What Counts As One Mountain Climber Rep?
One rep is one knee drive. Many apps count right plus left as two reps. Some coaches count right plus left as a single rep. The estimates here treat each knee drive as one rep. If your app uses the other rule, double the rep count before comparing to the table.
How The Numbers Are Built
Energy per minute comes from the MET equation: kcal per minute = MET × 3.5 × body weight (kg) ÷ 200. Calisthenics has published MET anchors, and Harvard Health lists calories for 30 minutes of “calisthenics, vigorous” across body weights that align with the same math. Once you have kcal per minute, scale by the time your 20 reps take.
Sample Math For A 150 Lb Person
Weight in kg ≈ 68. At 8.0 MET, kcal per minute = 8.0 × 3.5 × 68 ÷ 200 ≈ 9.52. If 20 reps take 20 seconds, that is 20 ÷ 60 = 0.333 minutes. 9.52 × 0.333 ≈ 3.17 kcal. At 3.8 MET and 30 seconds, kcal per minute ≈ 4.52, then × 0.5 = ~2.26 kcal.
Why Pace And Form Change The Burn
Faster reps raise effort, which bumps the MET. A tighter plank raises muscle tension and oxygen use. Sliding feet on towels adds friction. A bench setup trims load on the shoulders and core. All of that nudges the meter. If you want a quick self-check, use the CDC talk test: you can talk at moderate effort; at a hard pace you break the sentence.
How Many Calories Do 100 Mountain Climbers Burn?
Scale from the same math. Multiply the per-20 number by five. A 150 lb person lands around 11–16 kcal for 100 reps, depending on speed. At heavier body weight or with a vest, the total climbs.
Set Length, Intervals, And Totals Across A Workout
Quick bursts are handy inside circuits. The calories rise with total work time, not just rep count. Ten fast sets of 20 with short rest might put you near 3–6 minutes of active time. Using the per-minute values below, you can see how the total stacks with your body weight.
Per-Minute Burn You Can Plug Into Any Circuit
| Body weight | kcal/min @ 3.8 MET | kcal/min @ 8.0 MET |
|---|---|---|
| 120 lb (54 kg) | 3.62 | 7.62 |
| 140 lb (64 kg) | 4.22 | 8.89 |
| 160 lb (73 kg) | 4.83 | 10.16 |
| 180 lb (82 kg) | 5.43 | 11.43 |
| 200 lb (91 kg) | 6.03 | 12.70 |
If your watch spits out a larger number for a short set, that is common. Wearables blend heart rate lag, step detection, and smoothing. A single short burst can look inflated. Longer blocks tell the story better.
Form Tips That Also Save Your Wrists
Plant A Strong Base
Stack hands under shoulders. Spread the floor with your fingers. Press your thumbs and index fingers. This shares load through the palm and eases pinch on the joint.

-- EXERCISES --
**1.** List every body weight that the per-minute table in the mountain climber article gives, with its kilogram figure.
**2.** Repeat word for word the part of the mountain climber article that begins at the words "Per-Minute Burn You" and stops after "on the joint.".

-- INFORMATION GIVEN --
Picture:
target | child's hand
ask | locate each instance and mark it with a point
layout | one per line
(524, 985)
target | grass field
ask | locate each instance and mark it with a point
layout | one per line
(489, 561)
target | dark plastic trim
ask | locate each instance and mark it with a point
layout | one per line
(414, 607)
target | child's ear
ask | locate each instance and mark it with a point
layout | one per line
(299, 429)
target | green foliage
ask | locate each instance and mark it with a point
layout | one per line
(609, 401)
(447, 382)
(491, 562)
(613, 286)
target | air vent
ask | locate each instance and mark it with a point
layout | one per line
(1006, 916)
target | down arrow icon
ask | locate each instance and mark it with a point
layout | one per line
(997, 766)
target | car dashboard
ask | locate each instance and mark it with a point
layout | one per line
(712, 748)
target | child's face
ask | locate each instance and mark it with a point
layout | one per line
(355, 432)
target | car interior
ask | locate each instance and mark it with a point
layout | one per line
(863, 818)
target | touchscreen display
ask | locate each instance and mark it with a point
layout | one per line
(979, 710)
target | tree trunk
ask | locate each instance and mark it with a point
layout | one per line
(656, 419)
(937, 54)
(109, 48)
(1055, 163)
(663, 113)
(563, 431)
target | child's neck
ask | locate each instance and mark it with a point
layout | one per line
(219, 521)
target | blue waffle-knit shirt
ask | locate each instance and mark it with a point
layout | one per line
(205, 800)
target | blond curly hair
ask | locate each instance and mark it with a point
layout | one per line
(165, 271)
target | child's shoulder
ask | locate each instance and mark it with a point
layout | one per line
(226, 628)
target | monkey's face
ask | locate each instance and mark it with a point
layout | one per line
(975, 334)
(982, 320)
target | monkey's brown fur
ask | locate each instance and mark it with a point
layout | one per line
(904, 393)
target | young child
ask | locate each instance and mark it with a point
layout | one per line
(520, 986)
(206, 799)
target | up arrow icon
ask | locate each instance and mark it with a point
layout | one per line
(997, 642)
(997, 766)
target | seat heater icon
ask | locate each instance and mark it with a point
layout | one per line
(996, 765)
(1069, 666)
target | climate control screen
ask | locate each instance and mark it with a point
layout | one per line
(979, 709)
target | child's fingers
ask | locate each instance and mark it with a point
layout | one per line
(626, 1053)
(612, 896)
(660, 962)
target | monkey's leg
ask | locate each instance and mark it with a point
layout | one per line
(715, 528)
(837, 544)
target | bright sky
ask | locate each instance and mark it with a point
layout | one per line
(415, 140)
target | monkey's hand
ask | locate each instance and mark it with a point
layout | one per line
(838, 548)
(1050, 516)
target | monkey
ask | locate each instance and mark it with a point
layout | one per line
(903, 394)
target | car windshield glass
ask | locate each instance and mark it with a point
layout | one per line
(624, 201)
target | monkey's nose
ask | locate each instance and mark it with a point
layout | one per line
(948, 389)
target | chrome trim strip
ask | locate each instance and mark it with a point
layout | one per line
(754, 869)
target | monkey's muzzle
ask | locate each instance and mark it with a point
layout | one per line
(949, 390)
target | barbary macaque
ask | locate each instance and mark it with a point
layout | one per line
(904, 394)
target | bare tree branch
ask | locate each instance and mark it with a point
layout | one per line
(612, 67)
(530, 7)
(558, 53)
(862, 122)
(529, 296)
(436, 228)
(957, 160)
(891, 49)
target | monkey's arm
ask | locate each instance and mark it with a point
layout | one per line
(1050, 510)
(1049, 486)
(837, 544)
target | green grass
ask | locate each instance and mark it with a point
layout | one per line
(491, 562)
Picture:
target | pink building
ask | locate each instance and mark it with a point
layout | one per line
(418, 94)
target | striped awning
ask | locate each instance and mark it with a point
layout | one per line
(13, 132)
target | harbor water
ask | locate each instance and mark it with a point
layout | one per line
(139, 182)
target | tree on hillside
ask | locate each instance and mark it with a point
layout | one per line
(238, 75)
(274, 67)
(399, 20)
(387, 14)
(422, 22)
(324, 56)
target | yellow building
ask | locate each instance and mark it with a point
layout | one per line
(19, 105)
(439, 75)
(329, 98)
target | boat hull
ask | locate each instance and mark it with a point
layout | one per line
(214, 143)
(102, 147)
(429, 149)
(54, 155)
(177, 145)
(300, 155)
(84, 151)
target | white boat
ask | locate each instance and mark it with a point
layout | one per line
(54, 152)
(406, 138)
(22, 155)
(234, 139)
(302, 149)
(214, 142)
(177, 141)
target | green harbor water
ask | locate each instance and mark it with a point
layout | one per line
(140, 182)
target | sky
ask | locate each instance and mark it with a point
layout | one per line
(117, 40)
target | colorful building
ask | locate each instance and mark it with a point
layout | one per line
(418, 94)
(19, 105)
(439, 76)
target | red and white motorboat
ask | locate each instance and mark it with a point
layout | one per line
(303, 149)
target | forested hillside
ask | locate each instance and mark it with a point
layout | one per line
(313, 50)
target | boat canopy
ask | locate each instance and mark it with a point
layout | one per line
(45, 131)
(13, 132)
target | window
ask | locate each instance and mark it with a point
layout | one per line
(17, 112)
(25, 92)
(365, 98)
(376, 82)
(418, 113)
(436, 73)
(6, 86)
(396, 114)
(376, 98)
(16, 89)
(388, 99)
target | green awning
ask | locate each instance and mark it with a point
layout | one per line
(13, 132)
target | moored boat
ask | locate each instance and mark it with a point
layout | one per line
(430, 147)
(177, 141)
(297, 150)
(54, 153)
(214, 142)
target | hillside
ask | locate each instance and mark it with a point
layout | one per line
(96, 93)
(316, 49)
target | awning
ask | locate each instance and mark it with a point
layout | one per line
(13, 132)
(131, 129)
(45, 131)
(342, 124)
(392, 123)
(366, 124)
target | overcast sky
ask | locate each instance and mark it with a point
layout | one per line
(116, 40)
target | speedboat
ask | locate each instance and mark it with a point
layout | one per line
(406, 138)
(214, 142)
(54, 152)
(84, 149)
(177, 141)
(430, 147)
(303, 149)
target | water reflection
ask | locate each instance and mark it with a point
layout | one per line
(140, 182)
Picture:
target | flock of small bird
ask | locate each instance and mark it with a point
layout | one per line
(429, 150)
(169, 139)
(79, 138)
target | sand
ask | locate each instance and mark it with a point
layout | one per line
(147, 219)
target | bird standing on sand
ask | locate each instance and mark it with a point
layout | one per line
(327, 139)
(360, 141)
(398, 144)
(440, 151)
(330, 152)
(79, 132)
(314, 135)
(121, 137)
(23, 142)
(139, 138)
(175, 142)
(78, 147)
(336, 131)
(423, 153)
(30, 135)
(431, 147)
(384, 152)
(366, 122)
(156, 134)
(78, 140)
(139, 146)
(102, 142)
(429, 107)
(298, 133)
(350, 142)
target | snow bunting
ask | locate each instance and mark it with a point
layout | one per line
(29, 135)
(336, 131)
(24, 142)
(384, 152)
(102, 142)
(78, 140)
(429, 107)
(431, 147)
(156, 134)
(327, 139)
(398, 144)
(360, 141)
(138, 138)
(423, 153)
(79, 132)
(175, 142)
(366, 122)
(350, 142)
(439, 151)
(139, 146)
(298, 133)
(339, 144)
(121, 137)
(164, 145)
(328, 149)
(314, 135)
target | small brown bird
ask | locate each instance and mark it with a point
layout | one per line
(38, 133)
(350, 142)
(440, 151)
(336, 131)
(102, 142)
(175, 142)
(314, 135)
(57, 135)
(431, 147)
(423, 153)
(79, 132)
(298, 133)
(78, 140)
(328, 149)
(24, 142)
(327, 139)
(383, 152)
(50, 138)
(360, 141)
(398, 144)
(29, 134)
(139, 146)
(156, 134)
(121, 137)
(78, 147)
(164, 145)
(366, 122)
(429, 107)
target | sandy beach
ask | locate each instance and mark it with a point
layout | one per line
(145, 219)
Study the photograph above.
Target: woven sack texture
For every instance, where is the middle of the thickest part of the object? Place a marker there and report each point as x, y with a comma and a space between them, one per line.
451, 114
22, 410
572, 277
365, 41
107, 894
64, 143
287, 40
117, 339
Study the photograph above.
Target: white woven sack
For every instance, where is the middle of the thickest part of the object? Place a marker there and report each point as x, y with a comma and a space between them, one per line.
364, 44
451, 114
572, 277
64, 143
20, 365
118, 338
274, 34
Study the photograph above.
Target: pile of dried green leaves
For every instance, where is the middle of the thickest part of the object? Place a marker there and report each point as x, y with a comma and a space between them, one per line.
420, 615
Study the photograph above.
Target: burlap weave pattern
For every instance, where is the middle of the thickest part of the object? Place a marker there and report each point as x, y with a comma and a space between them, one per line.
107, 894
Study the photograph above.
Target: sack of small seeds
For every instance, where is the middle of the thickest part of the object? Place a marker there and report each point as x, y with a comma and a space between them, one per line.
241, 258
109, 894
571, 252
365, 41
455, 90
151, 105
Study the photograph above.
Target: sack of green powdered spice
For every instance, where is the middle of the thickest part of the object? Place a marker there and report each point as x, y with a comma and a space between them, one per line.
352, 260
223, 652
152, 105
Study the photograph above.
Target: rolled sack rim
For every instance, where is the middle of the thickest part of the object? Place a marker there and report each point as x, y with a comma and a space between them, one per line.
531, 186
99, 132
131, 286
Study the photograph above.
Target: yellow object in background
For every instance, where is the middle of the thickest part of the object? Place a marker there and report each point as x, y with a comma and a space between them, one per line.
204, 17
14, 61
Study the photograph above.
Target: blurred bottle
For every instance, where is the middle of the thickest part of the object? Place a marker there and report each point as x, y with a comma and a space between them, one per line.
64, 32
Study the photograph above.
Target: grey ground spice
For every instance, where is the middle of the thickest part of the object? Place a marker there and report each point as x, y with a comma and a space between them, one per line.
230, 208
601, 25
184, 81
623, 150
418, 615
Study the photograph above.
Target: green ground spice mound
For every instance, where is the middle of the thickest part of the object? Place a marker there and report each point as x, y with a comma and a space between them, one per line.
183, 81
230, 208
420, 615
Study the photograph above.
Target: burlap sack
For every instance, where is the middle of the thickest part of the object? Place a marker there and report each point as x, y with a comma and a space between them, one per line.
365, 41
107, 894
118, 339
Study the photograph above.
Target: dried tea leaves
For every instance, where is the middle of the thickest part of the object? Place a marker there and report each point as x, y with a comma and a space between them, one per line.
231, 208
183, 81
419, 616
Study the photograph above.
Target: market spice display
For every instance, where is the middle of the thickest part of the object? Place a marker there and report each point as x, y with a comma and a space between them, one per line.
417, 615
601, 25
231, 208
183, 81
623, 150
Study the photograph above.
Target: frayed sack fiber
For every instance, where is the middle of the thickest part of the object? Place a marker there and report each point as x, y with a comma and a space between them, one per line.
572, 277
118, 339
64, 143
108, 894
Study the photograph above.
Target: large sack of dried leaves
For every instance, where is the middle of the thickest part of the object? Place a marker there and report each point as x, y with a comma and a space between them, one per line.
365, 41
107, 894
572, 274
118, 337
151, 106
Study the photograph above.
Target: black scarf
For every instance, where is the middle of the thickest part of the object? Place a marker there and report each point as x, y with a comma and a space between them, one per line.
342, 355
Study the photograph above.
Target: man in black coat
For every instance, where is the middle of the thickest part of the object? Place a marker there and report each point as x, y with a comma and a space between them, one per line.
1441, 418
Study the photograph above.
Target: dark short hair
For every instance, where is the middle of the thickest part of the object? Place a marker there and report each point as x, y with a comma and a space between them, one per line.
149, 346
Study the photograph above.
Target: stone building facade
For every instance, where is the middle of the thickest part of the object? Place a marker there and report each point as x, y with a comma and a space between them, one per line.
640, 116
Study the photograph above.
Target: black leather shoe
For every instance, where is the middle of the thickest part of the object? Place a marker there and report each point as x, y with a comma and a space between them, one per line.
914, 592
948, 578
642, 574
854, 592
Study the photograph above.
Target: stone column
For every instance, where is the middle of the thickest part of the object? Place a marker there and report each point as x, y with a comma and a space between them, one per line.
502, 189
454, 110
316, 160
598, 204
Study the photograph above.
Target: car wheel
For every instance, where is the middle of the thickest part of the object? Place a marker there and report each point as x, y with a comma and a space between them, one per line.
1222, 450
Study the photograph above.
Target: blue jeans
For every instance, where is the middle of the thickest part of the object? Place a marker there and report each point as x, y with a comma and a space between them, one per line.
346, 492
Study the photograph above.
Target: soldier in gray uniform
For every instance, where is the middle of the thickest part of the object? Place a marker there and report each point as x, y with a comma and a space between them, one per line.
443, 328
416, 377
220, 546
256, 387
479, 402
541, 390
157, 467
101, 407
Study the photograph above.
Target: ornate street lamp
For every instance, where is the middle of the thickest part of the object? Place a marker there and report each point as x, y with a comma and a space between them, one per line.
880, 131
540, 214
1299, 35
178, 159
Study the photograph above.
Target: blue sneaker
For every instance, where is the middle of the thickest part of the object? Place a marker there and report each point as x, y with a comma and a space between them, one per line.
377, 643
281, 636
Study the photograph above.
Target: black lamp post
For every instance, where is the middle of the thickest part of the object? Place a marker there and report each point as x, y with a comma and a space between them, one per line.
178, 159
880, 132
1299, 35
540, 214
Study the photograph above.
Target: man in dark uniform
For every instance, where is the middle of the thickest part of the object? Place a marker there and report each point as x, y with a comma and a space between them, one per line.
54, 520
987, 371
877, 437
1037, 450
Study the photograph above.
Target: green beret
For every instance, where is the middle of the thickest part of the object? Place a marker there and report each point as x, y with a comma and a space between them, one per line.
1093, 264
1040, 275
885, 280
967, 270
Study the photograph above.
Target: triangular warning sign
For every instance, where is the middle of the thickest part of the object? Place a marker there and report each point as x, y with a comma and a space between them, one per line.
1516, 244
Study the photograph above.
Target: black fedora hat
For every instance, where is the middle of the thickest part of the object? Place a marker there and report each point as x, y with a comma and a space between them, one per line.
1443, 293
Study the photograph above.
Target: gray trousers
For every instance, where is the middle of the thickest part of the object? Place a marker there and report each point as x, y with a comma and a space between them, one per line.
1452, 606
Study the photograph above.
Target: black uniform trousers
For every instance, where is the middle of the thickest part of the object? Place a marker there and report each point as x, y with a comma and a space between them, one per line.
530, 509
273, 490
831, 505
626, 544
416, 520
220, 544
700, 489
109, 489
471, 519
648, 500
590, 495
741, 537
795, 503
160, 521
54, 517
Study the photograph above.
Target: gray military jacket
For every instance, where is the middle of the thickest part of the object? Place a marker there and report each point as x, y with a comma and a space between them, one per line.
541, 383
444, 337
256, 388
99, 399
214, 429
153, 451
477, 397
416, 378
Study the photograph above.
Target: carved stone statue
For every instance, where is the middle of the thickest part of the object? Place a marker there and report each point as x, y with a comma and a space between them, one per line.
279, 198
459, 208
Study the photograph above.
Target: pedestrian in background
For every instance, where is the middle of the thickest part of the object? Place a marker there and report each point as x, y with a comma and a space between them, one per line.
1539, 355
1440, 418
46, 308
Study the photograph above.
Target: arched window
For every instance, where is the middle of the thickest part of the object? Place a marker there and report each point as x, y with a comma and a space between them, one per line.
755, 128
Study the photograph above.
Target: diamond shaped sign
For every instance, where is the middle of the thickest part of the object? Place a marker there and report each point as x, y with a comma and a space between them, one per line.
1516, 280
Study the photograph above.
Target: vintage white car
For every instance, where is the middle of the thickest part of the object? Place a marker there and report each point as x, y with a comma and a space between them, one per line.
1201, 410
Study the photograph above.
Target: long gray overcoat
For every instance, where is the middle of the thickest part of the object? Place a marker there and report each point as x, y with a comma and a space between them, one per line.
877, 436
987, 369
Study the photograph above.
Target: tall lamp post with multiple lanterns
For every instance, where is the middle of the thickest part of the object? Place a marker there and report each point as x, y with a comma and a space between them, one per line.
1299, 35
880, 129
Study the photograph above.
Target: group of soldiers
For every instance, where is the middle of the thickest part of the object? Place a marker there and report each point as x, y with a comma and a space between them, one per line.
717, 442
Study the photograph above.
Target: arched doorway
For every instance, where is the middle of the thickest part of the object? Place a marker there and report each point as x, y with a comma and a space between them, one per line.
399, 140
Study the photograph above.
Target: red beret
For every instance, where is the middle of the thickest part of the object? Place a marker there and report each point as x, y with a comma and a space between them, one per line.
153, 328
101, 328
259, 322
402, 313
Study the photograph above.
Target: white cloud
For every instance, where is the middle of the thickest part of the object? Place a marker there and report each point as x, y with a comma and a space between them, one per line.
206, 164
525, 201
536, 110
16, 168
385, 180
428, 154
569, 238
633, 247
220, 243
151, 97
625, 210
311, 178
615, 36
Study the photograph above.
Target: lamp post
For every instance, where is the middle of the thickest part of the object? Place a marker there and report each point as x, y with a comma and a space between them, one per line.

-- SOLUTIONS TO THE TASKS --
**1.** 120 lb (54 kg), 140 lb (64 kg), 160 lb (73 kg), 180 lb (82 kg), 200 lb (91 kg)

**2.**
Per-Minute Burn You Can Plug Into Any Circuit
| Body weight | kcal/min @ 3.8 MET | kcal/min @ 8.0 MET |
|---|---|---|
| 120 lb (54 kg) | 3.62 | 7.62 |
| 140 lb (64 kg) | 4.22 | 8.89 |
| 160 lb (73 kg) | 4.83 | 10.16 |
| 180 lb (82 kg) | 5.43 | 11.43 |
| 200 lb (91 kg) | 6.03 | 12.70 |
If your watch spits out a larger number for a short set, that is common. Wearables blend heart rate lag, step detection, and smoothing. A single short burst can look inflated. Longer blocks tell the story better.
Form Tips That Also Save Your Wrists
Plant A Strong Base
Stack hands under shoulders. Spread the floor with your fingers. Press your thumbs and index fingers. This shares load through the palm and eases pinch on the joint.